═════ Data for this exercise ═════

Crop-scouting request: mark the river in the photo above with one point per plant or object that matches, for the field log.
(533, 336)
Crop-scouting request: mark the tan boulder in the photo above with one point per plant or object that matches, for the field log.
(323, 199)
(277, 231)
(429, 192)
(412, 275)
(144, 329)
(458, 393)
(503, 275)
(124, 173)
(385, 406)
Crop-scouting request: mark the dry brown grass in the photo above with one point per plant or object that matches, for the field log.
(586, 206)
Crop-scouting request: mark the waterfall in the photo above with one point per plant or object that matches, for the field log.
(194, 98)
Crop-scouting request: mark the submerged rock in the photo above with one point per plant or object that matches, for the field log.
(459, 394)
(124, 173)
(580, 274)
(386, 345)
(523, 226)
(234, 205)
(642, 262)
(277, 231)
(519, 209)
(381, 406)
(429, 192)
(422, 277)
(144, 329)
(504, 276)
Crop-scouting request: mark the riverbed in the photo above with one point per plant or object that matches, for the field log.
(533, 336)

═════

» Goal of the exercise: Scale everything from the line containing "Crop-scouting request: mark the riverbed" down to the end of the rows, and write it all out again with the request included. Multiply each point coordinate by 0.65 and round it to a whole number, with halves rounding up.

» Task result:
Crop-scouting request: mark the riverbed in the photo above with one point per plant or object that matches, for the field log.
(346, 218)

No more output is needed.